● Aim
All of the data must be printed exactly; please include every line.

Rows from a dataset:
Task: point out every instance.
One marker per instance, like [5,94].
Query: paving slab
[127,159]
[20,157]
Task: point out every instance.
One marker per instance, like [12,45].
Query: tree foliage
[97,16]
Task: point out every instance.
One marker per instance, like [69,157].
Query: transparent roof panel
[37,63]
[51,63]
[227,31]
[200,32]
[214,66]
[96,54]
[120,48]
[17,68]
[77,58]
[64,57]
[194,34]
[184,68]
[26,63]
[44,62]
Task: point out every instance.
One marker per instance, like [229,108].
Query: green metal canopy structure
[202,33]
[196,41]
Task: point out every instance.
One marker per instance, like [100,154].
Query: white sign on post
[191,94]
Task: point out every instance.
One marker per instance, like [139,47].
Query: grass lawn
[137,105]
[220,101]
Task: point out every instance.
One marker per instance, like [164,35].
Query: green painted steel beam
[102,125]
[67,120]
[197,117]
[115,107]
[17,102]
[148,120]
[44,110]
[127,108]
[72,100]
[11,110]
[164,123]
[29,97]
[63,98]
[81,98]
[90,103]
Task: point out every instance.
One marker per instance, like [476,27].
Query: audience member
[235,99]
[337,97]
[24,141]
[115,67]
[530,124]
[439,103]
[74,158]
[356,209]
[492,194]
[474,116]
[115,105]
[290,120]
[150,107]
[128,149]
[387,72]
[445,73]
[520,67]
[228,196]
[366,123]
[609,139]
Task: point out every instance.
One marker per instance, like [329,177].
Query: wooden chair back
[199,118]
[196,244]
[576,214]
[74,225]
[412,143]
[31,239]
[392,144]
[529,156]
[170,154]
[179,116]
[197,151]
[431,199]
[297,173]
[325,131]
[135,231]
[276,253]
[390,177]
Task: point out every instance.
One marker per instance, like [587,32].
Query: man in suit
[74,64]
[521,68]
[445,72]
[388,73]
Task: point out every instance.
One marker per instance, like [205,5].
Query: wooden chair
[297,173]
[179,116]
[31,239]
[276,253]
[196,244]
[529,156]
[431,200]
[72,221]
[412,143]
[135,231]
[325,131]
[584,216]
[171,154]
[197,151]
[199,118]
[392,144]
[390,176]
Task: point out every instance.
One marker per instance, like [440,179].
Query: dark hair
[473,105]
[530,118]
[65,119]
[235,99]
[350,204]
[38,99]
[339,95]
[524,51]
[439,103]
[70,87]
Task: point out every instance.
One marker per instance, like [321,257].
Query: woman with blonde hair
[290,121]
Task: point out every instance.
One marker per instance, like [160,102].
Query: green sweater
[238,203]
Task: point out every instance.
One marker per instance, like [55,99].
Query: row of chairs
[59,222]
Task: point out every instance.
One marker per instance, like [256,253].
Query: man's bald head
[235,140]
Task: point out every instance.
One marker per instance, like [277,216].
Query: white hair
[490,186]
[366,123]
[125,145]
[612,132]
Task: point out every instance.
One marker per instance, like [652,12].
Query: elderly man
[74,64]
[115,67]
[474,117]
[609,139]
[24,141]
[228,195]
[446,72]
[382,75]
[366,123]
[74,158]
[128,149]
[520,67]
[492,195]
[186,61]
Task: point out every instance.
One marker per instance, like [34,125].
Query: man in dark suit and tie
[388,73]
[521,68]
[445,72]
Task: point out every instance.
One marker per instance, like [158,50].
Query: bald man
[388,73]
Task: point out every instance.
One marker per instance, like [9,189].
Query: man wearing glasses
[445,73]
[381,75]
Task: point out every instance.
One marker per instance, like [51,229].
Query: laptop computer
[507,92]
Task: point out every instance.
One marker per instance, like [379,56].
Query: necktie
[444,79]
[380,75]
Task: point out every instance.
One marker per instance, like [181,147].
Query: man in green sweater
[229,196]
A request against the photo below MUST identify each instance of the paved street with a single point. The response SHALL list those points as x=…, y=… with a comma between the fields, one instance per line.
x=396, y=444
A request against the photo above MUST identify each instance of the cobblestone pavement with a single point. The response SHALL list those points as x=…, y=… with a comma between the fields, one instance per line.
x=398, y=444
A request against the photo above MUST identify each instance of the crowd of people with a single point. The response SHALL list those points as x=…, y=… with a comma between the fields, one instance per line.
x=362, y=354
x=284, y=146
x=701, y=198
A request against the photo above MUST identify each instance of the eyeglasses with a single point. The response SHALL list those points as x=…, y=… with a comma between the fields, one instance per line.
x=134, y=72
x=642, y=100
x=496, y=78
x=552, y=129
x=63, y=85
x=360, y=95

● Output of the exercise
Task: point out every instance.
One marker per instance, like [5,94].
Query: paving slab
[127,159]
[20,157]
Task: point out every instance.
One marker per instance, like [12,45].
Query: tree foliage
[97,16]
Task: point out every instance.
One marker per instance, like [69,157].
Query: transparent roof panel
[37,63]
[51,63]
[227,31]
[200,32]
[214,66]
[96,54]
[120,48]
[17,68]
[77,58]
[64,57]
[194,34]
[184,68]
[26,63]
[44,62]
Task: point out every instance.
One marker per instance, like [229,108].
Query: green metal canopy structure
[202,33]
[196,41]
Task: point out every instance.
One marker per instance, like [100,154].
Query: white sign on post
[191,94]
Task: point out every instance.
One marker per instance, like [139,47].
Query: grass lawn
[137,105]
[220,101]
Task: point out every instance.
One marker per instance, like [164,35].
Query: green painted steel beam
[102,125]
[67,120]
[197,117]
[115,107]
[17,102]
[148,120]
[44,110]
[127,108]
[72,100]
[11,110]
[164,123]
[29,97]
[63,98]
[81,98]
[90,103]
Task: point out every instance.
One marker per instance, like [476,27].
Query: audience member
[235,99]
[337,97]
[24,141]
[115,67]
[530,124]
[439,103]
[74,158]
[356,209]
[492,194]
[474,116]
[115,105]
[290,120]
[150,107]
[128,149]
[387,72]
[445,73]
[520,67]
[228,196]
[366,123]
[609,139]
Task: point out every instance.
One marker per instance, like [329,177].
Query: wooden chair back
[199,118]
[196,244]
[576,214]
[74,225]
[412,143]
[31,239]
[392,144]
[529,156]
[170,154]
[179,116]
[197,151]
[431,199]
[297,173]
[325,131]
[135,231]
[276,253]
[390,177]
Task: point out every instance.
One marker per instance, like [587,32].
Query: man in suit
[74,64]
[521,68]
[445,72]
[388,73]
Task: point out every instance.
One marker per instance, like [205,5].
Query: wooden chair
[297,173]
[179,116]
[31,239]
[276,253]
[196,244]
[529,156]
[431,200]
[72,221]
[412,143]
[135,231]
[325,131]
[584,216]
[171,154]
[197,151]
[199,118]
[392,144]
[390,176]
Task: point out every instance.
One marker per instance, like [440,179].
Query: dark hair
[473,105]
[530,118]
[65,119]
[235,99]
[350,204]
[38,99]
[339,95]
[524,51]
[439,103]
[70,87]
Task: point out every instance.
One marker per instance, like [321,257].
Query: woman with blonde hair
[290,121]
Task: point out every instance.
One marker per instance, like [160,102].
Query: green sweater
[238,203]
Task: point out every instance.
One marker per instance, like [55,99].
Query: row of chairs
[59,222]
Task: point out every instance.
One marker per instance, like [256,253].
Query: man's bald head
[235,140]
Task: point out every instance.
One marker per instance, like [277,216].
Query: white hair
[490,186]
[366,123]
[125,145]
[612,132]
Task: point out every instance.
One marker per instance, like [652,12].
Query: elderly man
[74,64]
[115,67]
[474,117]
[609,139]
[24,141]
[228,195]
[446,72]
[382,75]
[366,123]
[74,158]
[128,149]
[520,67]
[492,195]
[186,61]
Task: point out every instance.
One marker per instance, like [34,125].
Query: man in dark suit and tie
[388,73]
[521,68]
[445,72]
Task: point out every instance.
One marker per instance, like [158,50].
Query: bald man
[388,73]
Task: point out every instance.
One marker per instance, like [9,189].
Query: man wearing glasses
[445,73]
[381,75]
Task: point out every instance.
One marker per instance, like [51,229].
Query: laptop computer
[507,92]
Task: point out every instance.
One marker per instance, like [379,56].
Query: necktie
[444,79]
[380,75]
Task: point out every instance.
One marker per instance, like [181,147].
Query: man in green sweater
[229,196]
A request against the photo below MUST identify each instance of the paved street with a single point. The response SHALL list those points as x=…, y=… with a comma between the fields, one instance per line.
x=396, y=444
A request against the photo above MUST identify each instance of the cobblestone pavement with a single point. The response SHALL list those points as x=…, y=… with a comma between the fields, one instance per line.
x=398, y=444
A request against the photo above MUST identify each instance of the crowd of people with a single point. The response SHALL list those points as x=…, y=… with a comma between the fields, one instance per line.
x=362, y=354
x=284, y=146
x=701, y=198
A request against the photo above MUST identify each instance of the eyeglasses with a single point. The response SHALL list those points as x=…, y=… with a comma between the fields, one instance per line.
x=134, y=72
x=642, y=100
x=496, y=78
x=552, y=129
x=63, y=85
x=360, y=95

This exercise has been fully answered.